Objectifs —
**A)** Relevez, dans le passage sur la crise et le rôle des communistes, tous les acteurs collectifs qui y sont nommés.
**B)** Rédigez la suite du passage sur la crise et le rôle des communistes, à partir de sa dernière phrase.

L’état de choses présent montre une évidente incapacité des monopoles et des partis bourgeois de résoudre ne serait-ce que les problèmes les plus élémentaires de notre temps et de trouver la sortie de la crise, ce qui amène à une prise de conscience de plus en plus large de la nécessité de changer de cap et confère une responsabilité toute particulière aux communistes : la responsabilité de trouver la voie de la révolution socialiste, qui est le seul changement de cap possible, en tenant compte des conditions spécifiques de chaque pays.

Données fournies —
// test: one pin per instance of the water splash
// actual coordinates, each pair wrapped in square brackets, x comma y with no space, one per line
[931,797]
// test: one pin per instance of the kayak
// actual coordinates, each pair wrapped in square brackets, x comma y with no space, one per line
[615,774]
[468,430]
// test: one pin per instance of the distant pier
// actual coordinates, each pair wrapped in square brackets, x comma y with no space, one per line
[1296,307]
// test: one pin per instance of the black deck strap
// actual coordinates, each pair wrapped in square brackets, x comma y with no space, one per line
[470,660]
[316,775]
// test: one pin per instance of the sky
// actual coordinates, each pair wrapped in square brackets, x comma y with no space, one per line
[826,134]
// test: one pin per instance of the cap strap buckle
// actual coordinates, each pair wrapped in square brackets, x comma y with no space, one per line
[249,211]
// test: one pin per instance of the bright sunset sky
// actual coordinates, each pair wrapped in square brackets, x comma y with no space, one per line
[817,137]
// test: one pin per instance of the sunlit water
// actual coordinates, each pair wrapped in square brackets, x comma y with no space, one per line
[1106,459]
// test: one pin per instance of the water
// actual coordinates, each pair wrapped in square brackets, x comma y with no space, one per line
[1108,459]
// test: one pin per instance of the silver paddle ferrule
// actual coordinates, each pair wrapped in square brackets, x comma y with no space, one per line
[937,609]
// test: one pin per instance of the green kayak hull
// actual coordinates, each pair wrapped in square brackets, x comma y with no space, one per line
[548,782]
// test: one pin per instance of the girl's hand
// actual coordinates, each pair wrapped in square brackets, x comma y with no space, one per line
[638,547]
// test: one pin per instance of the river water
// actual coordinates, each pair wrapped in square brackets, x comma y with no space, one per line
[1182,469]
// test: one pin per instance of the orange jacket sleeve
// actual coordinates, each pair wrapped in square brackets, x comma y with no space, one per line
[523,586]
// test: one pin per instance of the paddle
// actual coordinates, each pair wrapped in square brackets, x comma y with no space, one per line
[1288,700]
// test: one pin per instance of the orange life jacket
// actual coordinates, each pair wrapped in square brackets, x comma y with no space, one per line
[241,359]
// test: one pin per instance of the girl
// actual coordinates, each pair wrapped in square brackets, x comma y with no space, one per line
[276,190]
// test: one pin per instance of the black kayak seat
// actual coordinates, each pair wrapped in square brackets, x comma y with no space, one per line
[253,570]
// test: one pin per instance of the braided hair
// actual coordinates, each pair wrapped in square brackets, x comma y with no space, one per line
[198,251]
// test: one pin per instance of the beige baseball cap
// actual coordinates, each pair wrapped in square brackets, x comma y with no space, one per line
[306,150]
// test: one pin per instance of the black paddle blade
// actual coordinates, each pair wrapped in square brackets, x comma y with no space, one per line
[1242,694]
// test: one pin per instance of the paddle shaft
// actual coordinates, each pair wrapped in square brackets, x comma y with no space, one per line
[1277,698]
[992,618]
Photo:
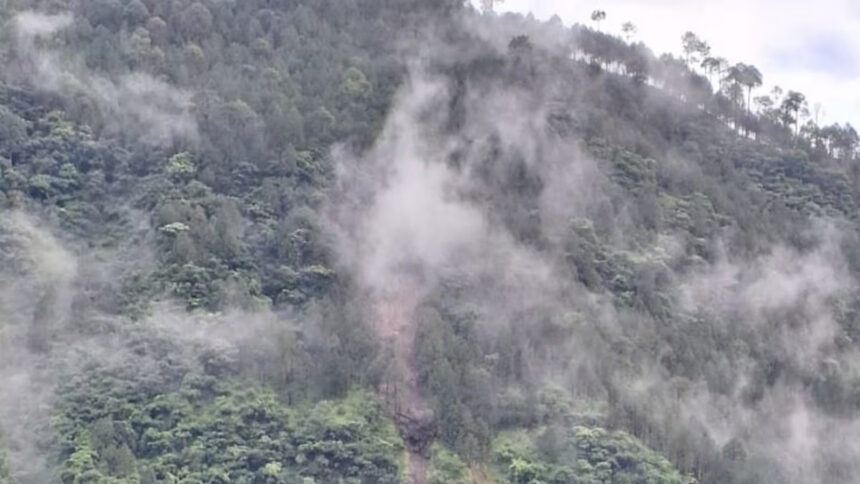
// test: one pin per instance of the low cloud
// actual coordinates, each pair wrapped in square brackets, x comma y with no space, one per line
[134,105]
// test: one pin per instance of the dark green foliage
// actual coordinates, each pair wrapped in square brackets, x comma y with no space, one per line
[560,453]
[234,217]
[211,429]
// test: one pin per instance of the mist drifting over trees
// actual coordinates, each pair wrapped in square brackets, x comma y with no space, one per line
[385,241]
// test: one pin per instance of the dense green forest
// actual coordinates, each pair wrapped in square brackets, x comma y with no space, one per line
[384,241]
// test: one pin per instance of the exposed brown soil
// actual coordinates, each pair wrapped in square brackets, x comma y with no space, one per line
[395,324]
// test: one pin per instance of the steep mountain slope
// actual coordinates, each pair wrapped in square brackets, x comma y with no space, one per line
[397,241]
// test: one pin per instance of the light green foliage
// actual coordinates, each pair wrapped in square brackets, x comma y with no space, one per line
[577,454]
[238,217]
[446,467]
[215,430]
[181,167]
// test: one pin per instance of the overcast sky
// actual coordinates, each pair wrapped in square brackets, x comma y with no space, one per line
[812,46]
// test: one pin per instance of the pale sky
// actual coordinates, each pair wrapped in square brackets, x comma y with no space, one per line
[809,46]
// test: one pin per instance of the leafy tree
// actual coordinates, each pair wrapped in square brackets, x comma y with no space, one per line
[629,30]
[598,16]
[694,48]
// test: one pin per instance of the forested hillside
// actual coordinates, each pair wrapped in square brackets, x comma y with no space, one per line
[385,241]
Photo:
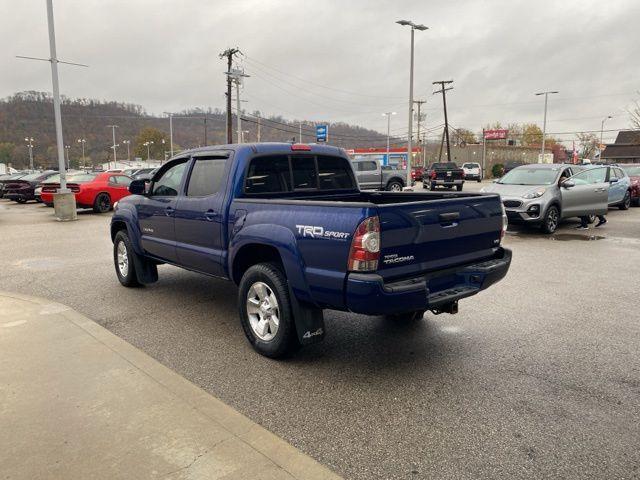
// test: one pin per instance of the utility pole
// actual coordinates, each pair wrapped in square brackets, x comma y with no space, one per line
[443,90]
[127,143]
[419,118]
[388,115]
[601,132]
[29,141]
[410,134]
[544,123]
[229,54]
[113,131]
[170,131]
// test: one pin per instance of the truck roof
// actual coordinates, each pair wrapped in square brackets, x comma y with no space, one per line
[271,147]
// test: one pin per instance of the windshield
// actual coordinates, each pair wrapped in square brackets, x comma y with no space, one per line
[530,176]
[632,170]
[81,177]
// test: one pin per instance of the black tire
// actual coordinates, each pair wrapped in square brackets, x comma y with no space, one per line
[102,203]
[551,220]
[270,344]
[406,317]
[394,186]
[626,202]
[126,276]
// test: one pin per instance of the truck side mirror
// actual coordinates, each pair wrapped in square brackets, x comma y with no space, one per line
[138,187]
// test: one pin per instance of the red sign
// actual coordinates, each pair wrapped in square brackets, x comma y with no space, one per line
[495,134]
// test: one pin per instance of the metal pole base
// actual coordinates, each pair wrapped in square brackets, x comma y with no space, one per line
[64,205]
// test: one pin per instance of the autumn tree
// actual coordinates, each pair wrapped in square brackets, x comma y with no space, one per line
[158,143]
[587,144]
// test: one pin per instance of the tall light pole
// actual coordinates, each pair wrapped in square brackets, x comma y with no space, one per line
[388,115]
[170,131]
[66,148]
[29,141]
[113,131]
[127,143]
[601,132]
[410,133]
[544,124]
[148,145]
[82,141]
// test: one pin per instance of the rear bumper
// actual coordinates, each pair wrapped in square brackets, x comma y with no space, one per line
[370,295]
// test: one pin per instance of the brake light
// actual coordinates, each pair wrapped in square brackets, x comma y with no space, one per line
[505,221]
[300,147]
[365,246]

Réponses —
**A)**
- les monopoles
- les partis bourgeois
- les communistes

**B)**
En Suisse, la situation actuelle est très loin d’être révolutionnaire, et se caractérise plutôt par l’apparence d’une extrême stabilité économique et politique. En général, la Suisse n’est pas encore fortement touchée par la crise, même si on en voit les premiers symptômes, et a conservé un niveau de vie relativement plus élevé que les pays voisins membres de l’UE. Néanmoins, en premier lieu, on observe en Suisse ces dernières années un phénomène d’appauvrissement relatif et absolu de couches de plus en plus larges de la population, et un brutal croisement des inégalités sociales – problème qui est encore aggravé par la liquidation systématiques des acquis sociaux déjà fort limités par les partis bourgeois, – et deuxièmement  parce que l’économie suisse ne pourra éviter longtemps la crise, et une brutale aggravation de la situation économique est inévitable dans un avenir plus ou moins proche. Du reste, même des économistes bourgeois commencent à en parler. Le secteur bancaire vit déjà maintenant une situation difficile, subissant des défaites successives dans sa guerre économiques contres les banques des USA et de l’UE, et prenant des mesures de plus en plus désespérées pour tenter de subsister. Il faut aussi avoir à l’esprit que l’économie suisse dépend énormément des relations commerciales avec les pays membres de l’UE et ne saurait éviter une forte récession liée à l’inévitable approfondissement de la crise en Europe.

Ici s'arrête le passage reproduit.